◆ Material supplied ◆
++++++++

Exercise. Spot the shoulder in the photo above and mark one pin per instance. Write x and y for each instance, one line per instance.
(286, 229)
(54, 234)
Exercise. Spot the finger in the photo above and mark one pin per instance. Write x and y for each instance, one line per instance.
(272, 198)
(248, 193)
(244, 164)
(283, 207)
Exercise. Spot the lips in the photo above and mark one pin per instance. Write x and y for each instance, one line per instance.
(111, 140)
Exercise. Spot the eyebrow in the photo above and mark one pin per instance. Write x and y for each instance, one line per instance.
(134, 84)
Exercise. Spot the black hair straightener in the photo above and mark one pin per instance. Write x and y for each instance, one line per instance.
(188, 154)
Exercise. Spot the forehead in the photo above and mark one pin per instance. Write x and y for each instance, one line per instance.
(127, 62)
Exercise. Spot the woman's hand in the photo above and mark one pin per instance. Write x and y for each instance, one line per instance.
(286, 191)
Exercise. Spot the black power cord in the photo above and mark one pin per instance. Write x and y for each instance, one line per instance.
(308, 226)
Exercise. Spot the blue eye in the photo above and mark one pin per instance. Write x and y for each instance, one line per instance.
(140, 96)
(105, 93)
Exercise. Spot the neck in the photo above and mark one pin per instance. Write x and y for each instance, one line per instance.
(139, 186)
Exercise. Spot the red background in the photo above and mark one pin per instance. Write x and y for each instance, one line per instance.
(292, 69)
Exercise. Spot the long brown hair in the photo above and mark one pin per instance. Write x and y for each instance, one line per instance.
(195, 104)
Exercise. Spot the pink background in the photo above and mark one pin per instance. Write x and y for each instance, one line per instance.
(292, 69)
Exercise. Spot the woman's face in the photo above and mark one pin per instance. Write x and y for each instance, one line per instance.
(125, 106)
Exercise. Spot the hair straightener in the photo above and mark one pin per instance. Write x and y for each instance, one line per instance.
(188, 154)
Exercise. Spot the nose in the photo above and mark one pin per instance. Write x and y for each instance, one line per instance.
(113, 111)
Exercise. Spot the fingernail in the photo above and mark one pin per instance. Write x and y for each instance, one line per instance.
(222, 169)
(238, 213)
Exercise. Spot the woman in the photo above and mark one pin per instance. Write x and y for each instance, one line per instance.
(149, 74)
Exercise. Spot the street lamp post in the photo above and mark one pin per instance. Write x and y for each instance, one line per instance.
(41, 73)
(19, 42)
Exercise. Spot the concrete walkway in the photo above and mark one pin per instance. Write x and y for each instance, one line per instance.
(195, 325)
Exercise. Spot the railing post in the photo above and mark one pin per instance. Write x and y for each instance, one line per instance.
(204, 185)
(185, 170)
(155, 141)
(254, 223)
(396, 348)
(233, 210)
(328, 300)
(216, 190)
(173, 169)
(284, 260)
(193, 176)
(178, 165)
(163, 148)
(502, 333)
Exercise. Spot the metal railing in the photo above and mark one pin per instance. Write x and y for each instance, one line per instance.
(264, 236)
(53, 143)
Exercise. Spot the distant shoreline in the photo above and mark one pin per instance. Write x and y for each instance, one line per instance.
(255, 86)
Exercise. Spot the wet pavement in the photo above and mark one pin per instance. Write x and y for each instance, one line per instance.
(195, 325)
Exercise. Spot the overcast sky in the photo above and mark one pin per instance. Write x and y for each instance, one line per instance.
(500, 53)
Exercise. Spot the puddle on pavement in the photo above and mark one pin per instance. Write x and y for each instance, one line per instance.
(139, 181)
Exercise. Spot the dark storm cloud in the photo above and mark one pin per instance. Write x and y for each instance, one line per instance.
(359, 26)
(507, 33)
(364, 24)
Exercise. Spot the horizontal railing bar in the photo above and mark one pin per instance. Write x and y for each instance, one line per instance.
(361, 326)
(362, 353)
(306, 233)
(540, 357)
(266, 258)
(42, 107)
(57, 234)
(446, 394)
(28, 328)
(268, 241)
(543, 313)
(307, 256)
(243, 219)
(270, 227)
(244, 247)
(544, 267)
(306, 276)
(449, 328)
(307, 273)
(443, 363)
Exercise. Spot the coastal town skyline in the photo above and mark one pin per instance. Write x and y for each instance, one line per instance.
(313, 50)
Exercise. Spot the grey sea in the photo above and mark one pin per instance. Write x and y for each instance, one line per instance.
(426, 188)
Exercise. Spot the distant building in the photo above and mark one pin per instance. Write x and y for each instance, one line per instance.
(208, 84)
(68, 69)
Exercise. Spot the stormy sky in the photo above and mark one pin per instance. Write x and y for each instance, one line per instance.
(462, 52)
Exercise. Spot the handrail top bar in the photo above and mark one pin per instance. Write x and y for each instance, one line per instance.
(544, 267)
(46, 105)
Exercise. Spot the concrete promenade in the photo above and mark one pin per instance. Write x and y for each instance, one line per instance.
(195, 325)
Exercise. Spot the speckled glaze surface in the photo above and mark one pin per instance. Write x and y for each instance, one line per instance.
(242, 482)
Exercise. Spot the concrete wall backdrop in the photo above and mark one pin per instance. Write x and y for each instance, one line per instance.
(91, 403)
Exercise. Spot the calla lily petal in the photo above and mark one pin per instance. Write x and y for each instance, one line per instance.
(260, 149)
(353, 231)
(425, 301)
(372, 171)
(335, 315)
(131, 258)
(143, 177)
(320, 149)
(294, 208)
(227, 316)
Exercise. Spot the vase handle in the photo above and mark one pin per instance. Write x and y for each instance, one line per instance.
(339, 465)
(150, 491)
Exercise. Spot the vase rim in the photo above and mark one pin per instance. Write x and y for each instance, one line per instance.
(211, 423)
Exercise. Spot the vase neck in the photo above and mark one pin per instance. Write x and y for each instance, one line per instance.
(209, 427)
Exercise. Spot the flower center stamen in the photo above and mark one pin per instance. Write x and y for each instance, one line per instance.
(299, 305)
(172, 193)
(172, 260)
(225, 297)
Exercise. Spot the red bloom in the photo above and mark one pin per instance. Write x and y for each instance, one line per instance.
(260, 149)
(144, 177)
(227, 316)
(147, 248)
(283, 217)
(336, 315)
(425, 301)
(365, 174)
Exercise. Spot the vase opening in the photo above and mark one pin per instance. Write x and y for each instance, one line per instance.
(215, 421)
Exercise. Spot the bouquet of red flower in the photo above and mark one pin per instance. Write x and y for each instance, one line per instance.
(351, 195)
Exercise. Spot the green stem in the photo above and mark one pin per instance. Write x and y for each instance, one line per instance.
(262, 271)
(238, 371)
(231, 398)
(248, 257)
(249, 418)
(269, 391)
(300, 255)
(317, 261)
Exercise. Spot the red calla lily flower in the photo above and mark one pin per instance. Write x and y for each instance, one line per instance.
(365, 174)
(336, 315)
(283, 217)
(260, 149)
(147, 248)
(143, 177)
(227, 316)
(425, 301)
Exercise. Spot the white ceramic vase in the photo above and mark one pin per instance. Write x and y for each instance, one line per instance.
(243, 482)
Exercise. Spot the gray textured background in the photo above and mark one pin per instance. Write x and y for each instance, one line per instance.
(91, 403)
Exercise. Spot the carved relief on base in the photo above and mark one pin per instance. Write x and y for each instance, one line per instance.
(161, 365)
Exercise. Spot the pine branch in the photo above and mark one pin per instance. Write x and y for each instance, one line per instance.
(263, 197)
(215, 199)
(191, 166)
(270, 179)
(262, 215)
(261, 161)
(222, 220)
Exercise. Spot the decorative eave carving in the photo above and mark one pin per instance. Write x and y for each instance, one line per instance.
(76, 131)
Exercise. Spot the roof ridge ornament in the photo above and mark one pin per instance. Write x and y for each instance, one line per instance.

++++++++

◆ What the exercise asks ◆
Give the material again, complete and unaltered.

◆ Result ◆
Exercise. Spot the shoulder in the photo above and mark one pin per instance. Write x and y for each instance, one line per instance.
(286, 229)
(54, 234)
Exercise. Spot the finger in the photo above and mark one pin per instance. Write x and y for each instance, one line per instance.
(272, 198)
(248, 193)
(244, 164)
(283, 207)
Exercise. Spot the lips in the photo above and mark one pin per instance. Write x and y for each instance, one line per instance.
(111, 140)
Exercise. Spot the eyebrow in the photo above and mark one pin per instance. Write x and y for each instance, one line per instance.
(134, 84)
Exercise. Spot the black hair straightener in the photo above and mark one pin per instance. Write x and y for each instance, one line per instance.
(188, 154)
Exercise. Spot the forehead in the photo above and mark one pin per instance. Write x and y for each instance, one line per instance.
(127, 62)
Exercise. Spot the woman's hand in the photo above and mark one pin per instance. Write x and y for each instance, one line per instance.
(286, 191)
Exercise. Spot the black power cord in the photo above and mark one pin per instance. Write x and y for each instance, one line per instance.
(308, 226)
Exercise. Spot the blue eye in the photo above and mark one pin per instance. Write x and y for each instance, one line per instance.
(140, 96)
(105, 93)
Exercise. Spot the neck in the photo above and mark one pin per instance. Write x and y for each instance, one line per instance.
(139, 186)
Exercise. Spot the red background in the photo above and mark one pin per instance. Write x and y for each instance, one line per instance.
(292, 69)
Exercise. Spot the long brown hair in the photo above and mark one pin per instance. Write x and y for each instance, one line per instance.
(195, 104)
Exercise. Spot the pink background in the photo above and mark one pin per instance. Write x and y for each instance, one line per instance.
(292, 69)
Exercise. Spot the woman's face in the photo above and mark one pin per instance. Write x and y for each instance, one line per instance.
(125, 106)
Exercise. Spot the hair straightener in the photo above and mark one pin per instance. Write x and y for each instance, one line per instance.
(188, 154)
Exercise. Spot the nose in the photo above and mark one pin per instance. Write x and y for each instance, one line per instance.
(113, 111)
Exercise. Spot the fingernail in the photo above and mark one pin per instance. Write x and y for each instance, one line per instance.
(222, 169)
(238, 213)
Exercise. Spot the woman in the photo above and mark one pin per instance. Write x and y for each instance, one line per instance.
(149, 74)
Exercise. Spot the street lamp post in the photo above and mark one pin per instance. Write x and y for each instance, one line per instance.
(41, 73)
(19, 42)
Exercise. Spot the concrete walkway in the photo above and mark one pin per instance. Write x and y for each instance, one line per instance.
(195, 325)
Exercise. Spot the railing post in the photo above and mark one pin per instance. Write x and y for each instance, one line per instance.
(204, 185)
(185, 170)
(155, 141)
(254, 223)
(396, 348)
(233, 210)
(328, 300)
(216, 190)
(173, 169)
(284, 260)
(193, 176)
(178, 165)
(163, 148)
(502, 333)
Exercise. Spot the metal railing in the photo above and mark one pin per instance. Write x and y for each instance, one line per instance.
(264, 236)
(53, 143)
Exercise. Spot the distant shoreline in the photo above and mark one pin per instance. Write x and y for each instance, one line per instance.
(255, 86)
Exercise. Spot the wet pavement in the photo above and mark one pin per instance. Write x and y for each instance, one line per instance.
(195, 325)
Exercise. Spot the overcast sky in the photo above and mark one pin per instance. Write x and y for each instance, one line per instance.
(500, 53)
Exercise. Spot the puddle on pavement in the photo above and mark one pin per instance. Write x and y for each instance, one line per instance.
(139, 181)
Exercise. Spot the dark storm cloud in the photo above and mark one pin per instance. Write x and y for each instance, one line per instance.
(359, 26)
(507, 33)
(364, 24)
Exercise. Spot the horizontal railing bar in the photo above and mark one pin per instance. Write x and y for each instance, one line per instance.
(361, 326)
(362, 353)
(306, 233)
(540, 357)
(266, 258)
(42, 107)
(57, 234)
(446, 394)
(28, 328)
(268, 241)
(543, 313)
(307, 256)
(243, 219)
(270, 227)
(244, 247)
(544, 267)
(306, 276)
(449, 328)
(307, 273)
(443, 363)
Exercise. Spot the coastal town skyline in the photo above and mark one pin per instance. Write x and y for each instance, one line per instance.
(313, 50)
Exercise. Spot the grey sea in the photo above and mark one pin per instance. Write x and y for each instance, one line per instance.
(426, 188)
Exercise. Spot the distant building in the photo above and mark one pin per instance. Write x and y for each instance, one line per instance.
(208, 84)
(68, 69)
Exercise. Spot the stormy sky in the photo above and mark one pin per instance. Write x and y for each instance, one line per instance.
(462, 52)
Exercise. Spot the handrail top bar in the photo above and mark one pin per instance. Write x and y for each instance, one line per instance.
(544, 267)
(46, 105)
Exercise. Spot the concrete promenade in the photo above and mark one pin per instance. Write x and y for each instance, one line per instance.
(195, 325)
Exercise. Spot the speckled glaze surface in the photo above and mark one pin per instance. Write x and y for each instance, one line per instance.
(242, 482)
Exercise. Spot the concrete wall backdrop in the photo above and mark one pin per instance. Write x and y for each instance, one line per instance.
(91, 403)
Exercise. Spot the calla lily petal in the photo above and mark one pin per instance. Write x and y for each instance, one line per instance.
(260, 149)
(353, 231)
(425, 301)
(372, 171)
(335, 315)
(131, 258)
(143, 177)
(320, 149)
(294, 208)
(227, 316)
Exercise. Spot the vase handle in the photo above and mark one pin per instance. Write x and y for each instance, one line per instance.
(339, 465)
(150, 491)
Exercise. Spot the vase rim in the photo above and mark one pin per instance. Write x and y for each instance, one line per instance.
(211, 423)
Exercise. Spot the vase neck in the photo above and mark one pin per instance. Write x and y for each instance, one line per instance.
(209, 427)
Exercise. Spot the flower center stamen in the photo above and mark one pin per instance. Write x and y for each instance, one line per instance.
(299, 305)
(172, 193)
(172, 260)
(225, 297)
Exercise. Spot the red bloom in the photo above and mark one pin per instance. Write x and y for each instance, one line per instance.
(260, 149)
(144, 177)
(227, 316)
(147, 248)
(283, 217)
(336, 315)
(425, 301)
(365, 174)
Exercise. Spot the vase opening in the photo above and mark one pin per instance. Write x and y for each instance, one line per instance.
(215, 421)
Exercise. Spot the bouquet of red flower in the photo above and mark one pin per instance. Write x and y for each instance, one line per instance.
(351, 195)
Exercise. Spot the green stem in the photo above and mark one pin per instance. Write x and y for each instance, one line per instance.
(262, 271)
(238, 371)
(231, 398)
(248, 257)
(249, 418)
(269, 391)
(300, 255)
(317, 261)
Exercise. Spot the red calla lily flower in the photo above and mark one pin per instance. Write x and y for each instance, one line per instance.
(365, 174)
(336, 315)
(283, 217)
(260, 149)
(147, 248)
(143, 177)
(227, 316)
(425, 301)
Exercise. Spot the white ceramic vase in the photo above and mark one pin per instance. Write x and y for each instance, one line per instance.
(243, 482)
Exercise. Spot the gray textured background in the photo above and mark one pin per instance. Write x and y for each instance, one line per instance.
(91, 403)
Exercise. Spot the carved relief on base in the photo above and mark one pin per instance. Write x and y for each instance, one line per instance.
(161, 365)
Exercise. Spot the pine branch in the photo above and mark one pin per instance. Write x and y for each instance, one line per instance.
(263, 197)
(215, 199)
(191, 166)
(270, 179)
(262, 215)
(261, 161)
(222, 220)
Exercise. Spot the decorative eave carving in the photo above and mark one pin per instance. Write x and y for each instance, one line per instance.
(76, 131)
Exercise. Spot the roof ridge ornament in the photo above and mark one pin per instance. Write x and y for each instance, one line per instance.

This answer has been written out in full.